## SET TASK
Copy out every one of the records below word for word, keeping each line as it stands.
══ WORKING DATA ══
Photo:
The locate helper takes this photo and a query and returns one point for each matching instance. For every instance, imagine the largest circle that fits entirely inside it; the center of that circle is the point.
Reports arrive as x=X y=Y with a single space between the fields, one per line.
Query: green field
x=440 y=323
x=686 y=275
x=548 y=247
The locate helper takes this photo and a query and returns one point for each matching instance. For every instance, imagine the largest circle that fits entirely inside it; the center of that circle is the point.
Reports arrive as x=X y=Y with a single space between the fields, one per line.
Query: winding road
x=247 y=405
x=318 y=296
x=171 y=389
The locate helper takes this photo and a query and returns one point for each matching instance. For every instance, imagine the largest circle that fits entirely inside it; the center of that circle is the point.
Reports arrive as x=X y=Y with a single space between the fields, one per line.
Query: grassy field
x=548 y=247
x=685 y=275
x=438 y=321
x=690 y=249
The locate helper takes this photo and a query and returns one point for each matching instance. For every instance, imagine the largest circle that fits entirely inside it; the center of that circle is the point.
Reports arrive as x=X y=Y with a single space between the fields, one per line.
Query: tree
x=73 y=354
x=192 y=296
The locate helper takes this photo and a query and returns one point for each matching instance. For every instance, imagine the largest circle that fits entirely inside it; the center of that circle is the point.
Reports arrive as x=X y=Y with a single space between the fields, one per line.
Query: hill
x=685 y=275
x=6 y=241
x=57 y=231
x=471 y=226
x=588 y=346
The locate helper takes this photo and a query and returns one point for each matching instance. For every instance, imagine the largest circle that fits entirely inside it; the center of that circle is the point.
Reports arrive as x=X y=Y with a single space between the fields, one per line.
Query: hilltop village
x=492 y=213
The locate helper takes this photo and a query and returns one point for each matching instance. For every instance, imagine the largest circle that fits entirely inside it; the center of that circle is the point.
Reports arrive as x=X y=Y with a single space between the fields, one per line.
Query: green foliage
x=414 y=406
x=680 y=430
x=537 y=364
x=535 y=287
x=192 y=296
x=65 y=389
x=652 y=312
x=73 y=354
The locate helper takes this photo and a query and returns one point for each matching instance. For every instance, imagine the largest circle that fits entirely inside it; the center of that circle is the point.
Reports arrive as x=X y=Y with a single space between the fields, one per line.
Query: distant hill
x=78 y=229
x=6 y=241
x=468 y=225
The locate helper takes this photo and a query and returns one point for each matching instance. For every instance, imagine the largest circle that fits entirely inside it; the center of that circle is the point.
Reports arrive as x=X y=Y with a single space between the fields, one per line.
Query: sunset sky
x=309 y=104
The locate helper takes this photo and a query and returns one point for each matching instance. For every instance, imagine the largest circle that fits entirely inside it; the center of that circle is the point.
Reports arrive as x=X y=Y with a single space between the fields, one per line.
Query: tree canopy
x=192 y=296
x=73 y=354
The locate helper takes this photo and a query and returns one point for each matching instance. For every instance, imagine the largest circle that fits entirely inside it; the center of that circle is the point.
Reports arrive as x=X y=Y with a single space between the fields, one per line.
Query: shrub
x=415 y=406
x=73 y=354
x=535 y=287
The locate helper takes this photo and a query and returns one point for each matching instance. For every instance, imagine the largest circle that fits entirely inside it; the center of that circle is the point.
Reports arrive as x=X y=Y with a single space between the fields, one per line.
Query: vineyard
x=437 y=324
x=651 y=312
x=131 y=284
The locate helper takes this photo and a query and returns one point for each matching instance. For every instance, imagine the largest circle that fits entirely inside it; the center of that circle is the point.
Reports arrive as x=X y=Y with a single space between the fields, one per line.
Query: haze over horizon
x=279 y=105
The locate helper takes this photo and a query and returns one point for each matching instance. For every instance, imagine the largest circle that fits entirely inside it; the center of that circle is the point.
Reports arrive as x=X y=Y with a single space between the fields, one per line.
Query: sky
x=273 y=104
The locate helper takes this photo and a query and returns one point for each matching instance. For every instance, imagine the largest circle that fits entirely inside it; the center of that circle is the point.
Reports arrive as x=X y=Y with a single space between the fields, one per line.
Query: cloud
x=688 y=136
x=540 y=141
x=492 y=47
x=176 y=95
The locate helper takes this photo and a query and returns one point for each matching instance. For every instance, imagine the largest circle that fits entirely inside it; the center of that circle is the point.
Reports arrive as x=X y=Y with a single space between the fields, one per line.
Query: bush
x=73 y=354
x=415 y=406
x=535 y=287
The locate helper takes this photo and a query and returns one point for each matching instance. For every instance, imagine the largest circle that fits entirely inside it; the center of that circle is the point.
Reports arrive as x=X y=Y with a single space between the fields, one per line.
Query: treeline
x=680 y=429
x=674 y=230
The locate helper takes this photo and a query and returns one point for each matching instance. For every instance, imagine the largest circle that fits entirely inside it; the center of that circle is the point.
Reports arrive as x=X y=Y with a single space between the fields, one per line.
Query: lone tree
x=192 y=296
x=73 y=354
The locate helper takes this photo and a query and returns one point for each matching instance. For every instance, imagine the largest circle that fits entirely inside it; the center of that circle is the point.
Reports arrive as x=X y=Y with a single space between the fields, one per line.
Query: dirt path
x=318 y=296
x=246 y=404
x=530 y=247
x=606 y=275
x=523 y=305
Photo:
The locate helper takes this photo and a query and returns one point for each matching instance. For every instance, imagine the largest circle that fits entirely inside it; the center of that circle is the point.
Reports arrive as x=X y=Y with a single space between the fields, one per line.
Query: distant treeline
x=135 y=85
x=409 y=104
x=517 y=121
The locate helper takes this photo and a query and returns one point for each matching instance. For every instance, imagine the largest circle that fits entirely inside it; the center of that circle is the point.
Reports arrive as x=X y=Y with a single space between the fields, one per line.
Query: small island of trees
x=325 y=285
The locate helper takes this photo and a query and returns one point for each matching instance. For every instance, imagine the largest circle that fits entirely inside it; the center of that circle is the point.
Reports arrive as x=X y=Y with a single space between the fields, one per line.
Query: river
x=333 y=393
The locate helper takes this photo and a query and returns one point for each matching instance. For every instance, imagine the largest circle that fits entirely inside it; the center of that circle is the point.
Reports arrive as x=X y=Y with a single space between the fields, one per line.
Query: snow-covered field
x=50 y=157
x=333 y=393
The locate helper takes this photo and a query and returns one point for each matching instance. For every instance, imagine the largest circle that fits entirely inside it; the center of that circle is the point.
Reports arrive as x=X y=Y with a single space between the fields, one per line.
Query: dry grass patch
═══
## THE RESPONSE
Photo:
The locate helper takes this photo and a query and returns one point for each matching instance. For every instance, imagine the largest circle that fits entirely inside it; the center of that circle is the point.
Reports arrive as x=X y=Y with a single space between the fields, one per line.
Query: green field
x=440 y=323
x=686 y=275
x=548 y=247
The locate helper takes this photo and a query and returns one point for each matching instance. For every instance, imagine the largest circle that fits entirely inside it; the center of that circle is the point.
Reports arrive as x=X y=Y with a single space between the fields, one per line.
Query: winding road
x=247 y=405
x=318 y=296
x=171 y=389
The locate helper takes this photo and a query and returns one point for each matching instance. For every instance, imagine the largest circle that fits entirely inside it; the center of that circle is the point.
Reports arrive as x=X y=Y with a single space between the fields, one per line.
Query: grassy field
x=548 y=247
x=685 y=275
x=438 y=321
x=690 y=249
The locate helper takes this photo and a query and returns one point for each matching instance. For every instance, imagine the largest circle that fits entirely inside it; the center of that circle is the point.
Reports arrive as x=X y=Y with a single space between the fields, one per line.
Query: tree
x=73 y=354
x=192 y=296
The locate helper takes this photo and a query and returns one point for each matching instance. For every instance, imagine the largest circle that fits entirely inside it; the center of that circle is the point.
Reports arrive as x=X y=Y with a single space between the fields, one per line.
Query: hill
x=685 y=275
x=6 y=241
x=57 y=231
x=471 y=226
x=588 y=346
The locate helper takes this photo and a query and returns one point for each matching instance. For every instance, imagine the largest circle that fits entirely inside it; the center of that circle is the point.
Reports arrive as x=X y=Y with a single space between the fields, one per line.
Query: hilltop village
x=492 y=213
The locate helper takes this photo and a query and returns one point for each matching instance. For every instance, imagine the largest circle that fits entirely inside it; the center of that circle is the point.
Reports arrive as x=X y=Y with a single space between the fields, one per line.
Query: green foliage
x=414 y=406
x=680 y=430
x=537 y=364
x=535 y=287
x=192 y=296
x=65 y=389
x=652 y=312
x=73 y=354
The locate helper takes this photo and a query and returns one point for each matching instance. For every instance, imagine the largest circle that fits entirely inside it; the center of that circle is the point.
Reports arrive as x=X y=Y with a single space between the fields, one per line.
Query: distant hill
x=78 y=229
x=6 y=241
x=468 y=225
The locate helper takes this photo and a query and returns one point for each matching instance. For every instance, imagine the largest circle that fits entirely inside it; the center of that circle is the point.
Reports arrive as x=X y=Y with a single space between the fields, one per line.
Query: sunset sky
x=309 y=104
The locate helper takes this photo and a query and returns one point for each matching instance. For every instance, imagine the largest circle that fits entirely inside it; the center of that circle is the point.
Reports arrive as x=X y=Y with a single space between the fields, one per line.
Query: tree canopy
x=192 y=296
x=73 y=354
The locate helper takes this photo and a query and returns one point for each matching instance. For every instance, imagine the largest circle that fits entirely inside it; the center of that circle is the point.
Reports arrive as x=X y=Y with a single space between the fields, one per line.
Query: shrub
x=415 y=406
x=73 y=354
x=535 y=287
The locate helper takes this photo and a query and returns one point for each matching instance. For every instance, imagine the largest circle that fits entirely inside it; the center of that circle is the point.
Reports arrive as x=X y=Y with a single space between the fields, one per line.
Query: vineyard
x=437 y=324
x=651 y=312
x=131 y=284
The locate helper takes this photo and a query and returns one point for each matching instance. For every instance, imagine the largest circle that fits entirely inside it; the center of that circle is the point.
Reports arrive as x=X y=Y with a single space between the fields, one per line.
Query: haze over horizon
x=279 y=105
The locate helper takes this photo and a query and returns one point for each matching instance. For every instance, imagine the largest circle that fits entirely inside it; the center of that circle is the point.
Reports arrive as x=X y=Y with a single space between the fields, one per line.
Query: sky
x=273 y=104
The locate helper takes this photo and a query and returns one point for each matching instance. For every instance, imagine the largest circle that fits entirely inside it; the center of that circle is the point.
Reports arrive as x=X y=Y with a single space between the fields, one per line.
Query: cloud
x=688 y=136
x=540 y=141
x=492 y=47
x=176 y=95
The locate helper takes this photo and a query and returns one point for each matching instance. For every instance, imagine the largest circle that fits entirely inside it; the center of that circle is the point.
Reports arrive as x=X y=Y with a single space between the fields, one per line.
Query: bush
x=73 y=354
x=415 y=406
x=535 y=287
The locate helper takes this photo and a query and returns one point for each matching instance. For every instance, imagine the largest circle that fits entirely inside it; the center of that circle is the point.
Reports arrive as x=X y=Y with a single space between the fields, one per line.
Query: treeline
x=680 y=429
x=674 y=230
The locate helper takes this photo and a query and returns one point for each matching instance. For every instance, imagine the largest circle that fits entirely inside it; the center of that circle is the point.
Reports arrive as x=X y=Y with a single space between the fields, one per line.
Query: lone tree
x=192 y=296
x=73 y=354
The locate helper takes this photo and a query and returns one point for each matching instance. For every instance, imagine the largest circle that fits entirely inside it; the center of that circle is the point.
Reports arrive as x=X y=Y with a single space between the fields, one per line.
Query: dirt path
x=318 y=296
x=246 y=404
x=530 y=247
x=606 y=275
x=523 y=305
Photo:
The locate helper takes this photo and a query and returns one point for each matching instance. For every instance, imagine the largest circle that fits entirely inside it; the center of that circle is the point.
Reports arrive as x=X y=Y with a single space between the fields, one per line.
Query: distant treeline
x=135 y=85
x=409 y=104
x=517 y=121
The locate helper takes this photo and a query and returns one point for each matching instance. For every instance, imagine the largest circle that fits entirely inside it; the center of that circle is the point.
Reports arrive as x=X y=Y with a single space between the fields, one per line.
Query: small island of trees
x=325 y=285
The locate helper takes this photo and a query and returns one point for each matching instance. For every instance, imagine the largest circle that fits entirely inside it; the center of that circle is the point.
Reports arrive as x=X y=Y with a single space between the fields, one per line.
Query: river
x=333 y=393
The locate helper takes this photo and a query and returns one point for each matching instance. For every instance, imagine the largest circle that fits entirely inside it; the center of that circle is the point.
Reports arrive as x=X y=Y with a single space between the fields, one per line.
Query: snow-covered field
x=50 y=157
x=333 y=393
The locate helper takes this photo and a query and returns one point for each matching instance. For every instance, imagine the largest circle that fits entirely inside it; the center of that circle is the point.
Reports arrive as x=X y=Y with a single space between the fields, one per line.
Query: dry grass patch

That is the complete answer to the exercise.